● **PROBLEM TO WORK ON**: Tell whether each statement agrees with the text about ALS and Rembrandt, answering yes or no and quoting the words from that text that settle it. 1. The writer has spent three years benchmarking shaders. 2. The writer expects ALS and Rembrandt together to run faster than ALS alone. 3. How fast shaders run depends on how many operations are performed.

> 3/ To wait for better development reaching the target to have REMBRANDT  
> and
> ALS working well all together, and definitively included within FG.
(...)
> The basic content remains the same, some Aircrafts are flying with
> Rembrandt not with ALS , others are flying with ALS not with Rembrandt

Much has been said about this already. So I'll be brief (by my standards...).

Please consider: The framerate you get to see depends, with full eye candy on 
and on modern CPUs, almost exclusively on how fast the GPU can process the 
shaders. Shader execution speed depends measurably on the number of operations 
performed.  I've now had three years to gain hands-on experience benchmarking 
shaders what runs how fast - I believe I do have a good understanding of what's 
going on by now.

You seem to imagine a 'best of two worlds scenario' here. Just looking at the 
operations which the GPU needs to perform for ALS+R and comparing with ALS or R 
alone, the following is far, far more likely to happen:

* The framerate of ALS+R will be a bit slower than the minimum of the framerate 
you get in Rembrandt now and the framerate you get in ALS now. You say you 
can't run ALS on your machine right now - you'll also be unable to run ALS+R, 
because it will be even slower.

● **RECORDED DATA**:
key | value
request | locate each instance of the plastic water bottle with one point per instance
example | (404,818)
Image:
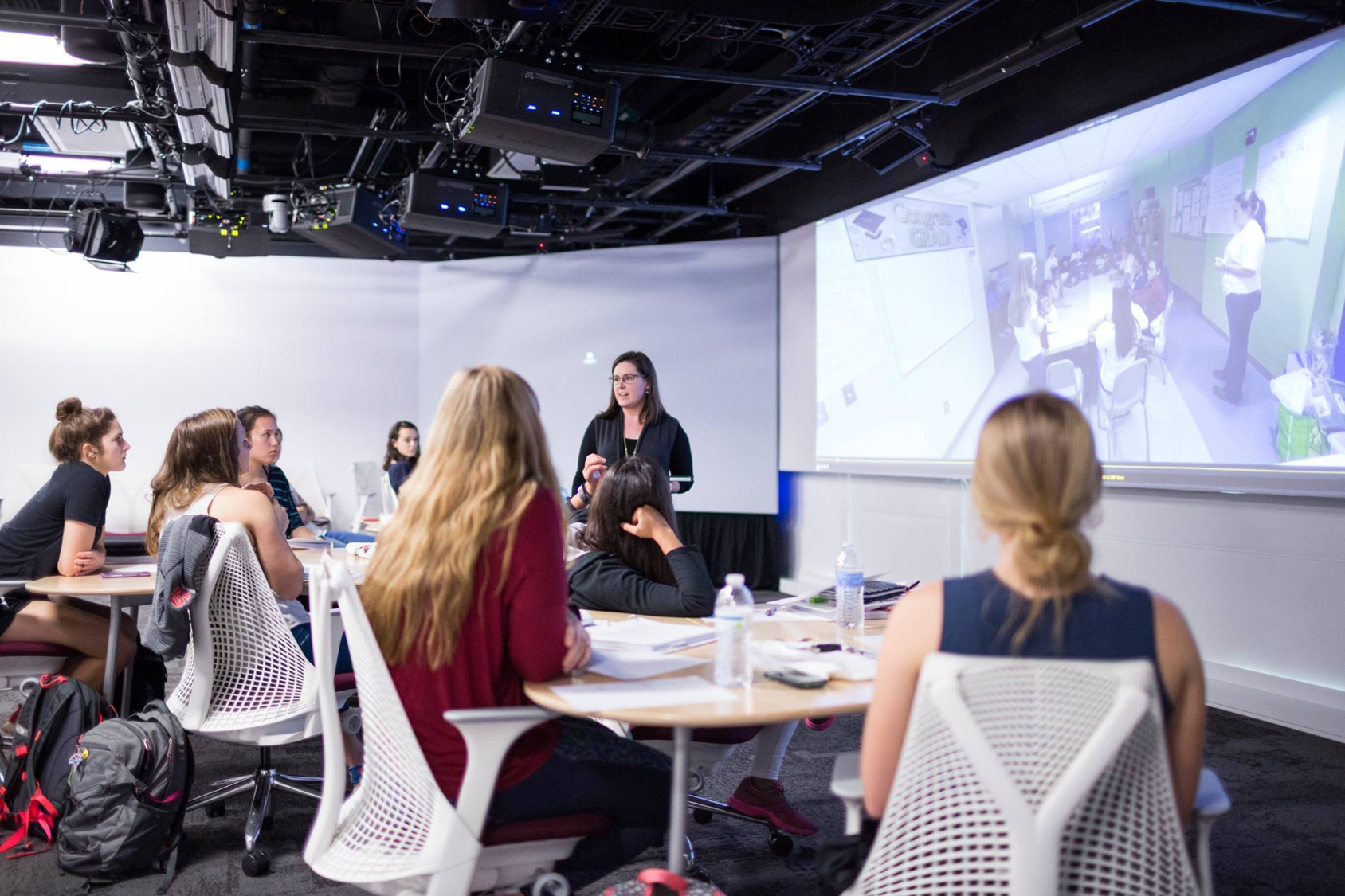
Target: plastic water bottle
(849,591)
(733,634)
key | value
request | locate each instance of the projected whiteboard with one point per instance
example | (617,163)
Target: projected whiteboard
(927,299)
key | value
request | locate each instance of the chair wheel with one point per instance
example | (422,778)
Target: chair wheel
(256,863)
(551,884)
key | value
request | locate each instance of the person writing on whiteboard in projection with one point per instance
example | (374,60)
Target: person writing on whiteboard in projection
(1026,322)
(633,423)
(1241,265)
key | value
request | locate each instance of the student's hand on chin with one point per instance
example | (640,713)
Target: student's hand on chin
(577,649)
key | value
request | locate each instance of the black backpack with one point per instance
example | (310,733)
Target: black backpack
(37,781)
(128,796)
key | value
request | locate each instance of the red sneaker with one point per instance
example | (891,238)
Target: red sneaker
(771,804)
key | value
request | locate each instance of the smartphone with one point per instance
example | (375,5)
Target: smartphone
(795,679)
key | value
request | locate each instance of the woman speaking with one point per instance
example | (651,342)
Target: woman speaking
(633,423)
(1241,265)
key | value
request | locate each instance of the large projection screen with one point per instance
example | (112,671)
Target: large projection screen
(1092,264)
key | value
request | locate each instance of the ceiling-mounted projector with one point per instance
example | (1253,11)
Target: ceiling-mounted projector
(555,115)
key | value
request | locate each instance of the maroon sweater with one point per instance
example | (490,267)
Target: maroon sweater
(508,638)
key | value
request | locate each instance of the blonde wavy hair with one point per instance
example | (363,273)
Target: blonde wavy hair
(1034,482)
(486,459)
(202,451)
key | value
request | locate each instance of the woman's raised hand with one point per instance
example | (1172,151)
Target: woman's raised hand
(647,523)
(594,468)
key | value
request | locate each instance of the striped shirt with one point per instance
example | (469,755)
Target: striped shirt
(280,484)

● **WRITTEN SOLUTION**:
1. Yes: "I've now had three years to gain hands-on experience benchmarking shaders"
2. No: "The framerate of ALS+R will be a bit slower than the minimum of the framerate you get in Rembrandt now and the framerate you get in ALS now."
3. Yes: "Shader execution speed depends measurably on the number of operations performed."